## Data shown
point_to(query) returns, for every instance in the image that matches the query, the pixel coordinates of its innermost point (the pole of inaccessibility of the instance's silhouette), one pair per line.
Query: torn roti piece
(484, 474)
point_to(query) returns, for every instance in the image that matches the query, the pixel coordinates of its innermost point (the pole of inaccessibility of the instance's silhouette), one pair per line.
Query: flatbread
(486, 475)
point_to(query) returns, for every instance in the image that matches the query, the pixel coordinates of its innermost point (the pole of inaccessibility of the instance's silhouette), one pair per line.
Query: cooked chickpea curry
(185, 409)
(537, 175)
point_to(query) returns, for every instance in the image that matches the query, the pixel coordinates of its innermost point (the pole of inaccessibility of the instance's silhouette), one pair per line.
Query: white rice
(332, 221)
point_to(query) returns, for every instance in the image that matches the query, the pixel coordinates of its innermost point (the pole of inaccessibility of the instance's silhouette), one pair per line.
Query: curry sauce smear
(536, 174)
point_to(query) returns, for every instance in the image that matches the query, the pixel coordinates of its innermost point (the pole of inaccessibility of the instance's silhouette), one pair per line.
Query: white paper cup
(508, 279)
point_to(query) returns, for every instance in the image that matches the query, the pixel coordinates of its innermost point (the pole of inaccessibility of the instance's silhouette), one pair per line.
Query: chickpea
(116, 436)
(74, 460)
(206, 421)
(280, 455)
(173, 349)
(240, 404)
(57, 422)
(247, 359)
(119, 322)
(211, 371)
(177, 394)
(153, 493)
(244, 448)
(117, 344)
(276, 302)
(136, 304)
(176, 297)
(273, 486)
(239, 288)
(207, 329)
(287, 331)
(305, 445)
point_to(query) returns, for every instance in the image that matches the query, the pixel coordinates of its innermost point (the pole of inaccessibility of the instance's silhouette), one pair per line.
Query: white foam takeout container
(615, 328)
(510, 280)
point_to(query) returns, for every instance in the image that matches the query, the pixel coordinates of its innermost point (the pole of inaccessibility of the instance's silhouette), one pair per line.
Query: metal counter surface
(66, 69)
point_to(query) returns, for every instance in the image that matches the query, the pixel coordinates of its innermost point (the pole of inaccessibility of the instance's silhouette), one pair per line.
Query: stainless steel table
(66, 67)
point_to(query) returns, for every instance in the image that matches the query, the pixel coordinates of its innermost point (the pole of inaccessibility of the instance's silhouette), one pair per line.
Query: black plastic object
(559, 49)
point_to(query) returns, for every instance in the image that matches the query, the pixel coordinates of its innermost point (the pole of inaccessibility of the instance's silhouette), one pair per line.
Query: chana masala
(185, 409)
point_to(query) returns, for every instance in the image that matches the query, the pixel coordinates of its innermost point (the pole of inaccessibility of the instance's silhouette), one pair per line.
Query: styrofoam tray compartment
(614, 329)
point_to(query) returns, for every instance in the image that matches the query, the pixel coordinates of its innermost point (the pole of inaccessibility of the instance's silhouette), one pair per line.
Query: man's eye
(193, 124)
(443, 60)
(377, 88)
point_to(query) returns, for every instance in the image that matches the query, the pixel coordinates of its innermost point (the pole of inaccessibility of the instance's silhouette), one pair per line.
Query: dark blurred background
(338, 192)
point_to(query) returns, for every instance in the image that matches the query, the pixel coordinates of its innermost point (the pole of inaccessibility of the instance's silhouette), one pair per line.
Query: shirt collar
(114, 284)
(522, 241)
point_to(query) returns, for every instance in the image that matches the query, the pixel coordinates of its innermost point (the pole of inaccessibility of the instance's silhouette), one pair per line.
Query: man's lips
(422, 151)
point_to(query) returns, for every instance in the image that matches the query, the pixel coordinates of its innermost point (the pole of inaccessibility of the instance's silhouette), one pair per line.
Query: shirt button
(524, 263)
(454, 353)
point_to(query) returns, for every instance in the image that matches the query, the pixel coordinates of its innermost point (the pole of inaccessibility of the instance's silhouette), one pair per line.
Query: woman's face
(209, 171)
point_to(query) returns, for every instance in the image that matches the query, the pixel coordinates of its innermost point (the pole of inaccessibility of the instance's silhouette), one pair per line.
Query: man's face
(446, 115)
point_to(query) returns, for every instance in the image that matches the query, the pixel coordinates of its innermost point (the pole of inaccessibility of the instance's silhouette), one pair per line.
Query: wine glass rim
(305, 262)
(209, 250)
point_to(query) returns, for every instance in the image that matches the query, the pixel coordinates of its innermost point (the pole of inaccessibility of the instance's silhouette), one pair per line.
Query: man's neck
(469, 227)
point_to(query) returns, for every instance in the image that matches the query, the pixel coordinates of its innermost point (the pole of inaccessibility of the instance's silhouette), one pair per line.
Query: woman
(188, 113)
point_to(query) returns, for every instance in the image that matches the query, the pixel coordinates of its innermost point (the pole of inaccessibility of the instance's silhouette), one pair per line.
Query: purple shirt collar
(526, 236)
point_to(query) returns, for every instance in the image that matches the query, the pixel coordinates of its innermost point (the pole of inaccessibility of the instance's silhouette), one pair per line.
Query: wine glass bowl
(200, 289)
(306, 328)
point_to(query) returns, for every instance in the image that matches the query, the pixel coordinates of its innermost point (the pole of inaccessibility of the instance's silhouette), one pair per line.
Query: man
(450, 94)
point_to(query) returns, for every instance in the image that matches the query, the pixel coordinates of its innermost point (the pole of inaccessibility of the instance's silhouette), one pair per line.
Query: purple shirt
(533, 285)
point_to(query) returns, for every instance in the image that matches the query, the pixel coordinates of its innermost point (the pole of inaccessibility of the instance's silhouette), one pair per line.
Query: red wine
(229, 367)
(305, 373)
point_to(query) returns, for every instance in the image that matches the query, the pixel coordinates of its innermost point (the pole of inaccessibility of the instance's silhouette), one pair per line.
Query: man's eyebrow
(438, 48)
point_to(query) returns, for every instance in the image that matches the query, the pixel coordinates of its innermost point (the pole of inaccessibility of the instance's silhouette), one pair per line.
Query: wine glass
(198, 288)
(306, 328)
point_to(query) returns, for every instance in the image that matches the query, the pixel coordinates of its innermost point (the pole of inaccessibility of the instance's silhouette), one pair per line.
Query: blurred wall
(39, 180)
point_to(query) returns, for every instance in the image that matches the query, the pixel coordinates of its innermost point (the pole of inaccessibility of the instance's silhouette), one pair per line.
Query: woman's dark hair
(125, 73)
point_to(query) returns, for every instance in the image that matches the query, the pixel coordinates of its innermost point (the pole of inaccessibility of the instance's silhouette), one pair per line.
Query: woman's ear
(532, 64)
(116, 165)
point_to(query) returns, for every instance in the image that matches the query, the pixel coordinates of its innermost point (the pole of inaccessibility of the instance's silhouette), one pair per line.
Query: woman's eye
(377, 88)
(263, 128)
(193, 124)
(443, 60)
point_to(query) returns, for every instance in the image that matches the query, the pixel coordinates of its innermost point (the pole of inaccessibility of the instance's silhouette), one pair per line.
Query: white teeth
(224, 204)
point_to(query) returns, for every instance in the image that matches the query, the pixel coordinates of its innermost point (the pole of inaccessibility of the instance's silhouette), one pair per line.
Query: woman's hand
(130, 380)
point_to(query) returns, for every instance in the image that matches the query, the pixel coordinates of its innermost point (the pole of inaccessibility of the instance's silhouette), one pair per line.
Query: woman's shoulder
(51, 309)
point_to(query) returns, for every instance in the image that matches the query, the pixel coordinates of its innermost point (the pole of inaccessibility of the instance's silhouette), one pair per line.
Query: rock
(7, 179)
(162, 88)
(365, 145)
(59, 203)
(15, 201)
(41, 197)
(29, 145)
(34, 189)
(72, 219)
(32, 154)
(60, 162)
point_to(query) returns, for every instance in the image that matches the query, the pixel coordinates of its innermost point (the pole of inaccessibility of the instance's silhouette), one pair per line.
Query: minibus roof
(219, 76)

## Aim
Extract every line of the data above that contains the string "dark". Matching is case-sensitive.

## Worked answer
Query: dark blurred background
Query: woman's dark hair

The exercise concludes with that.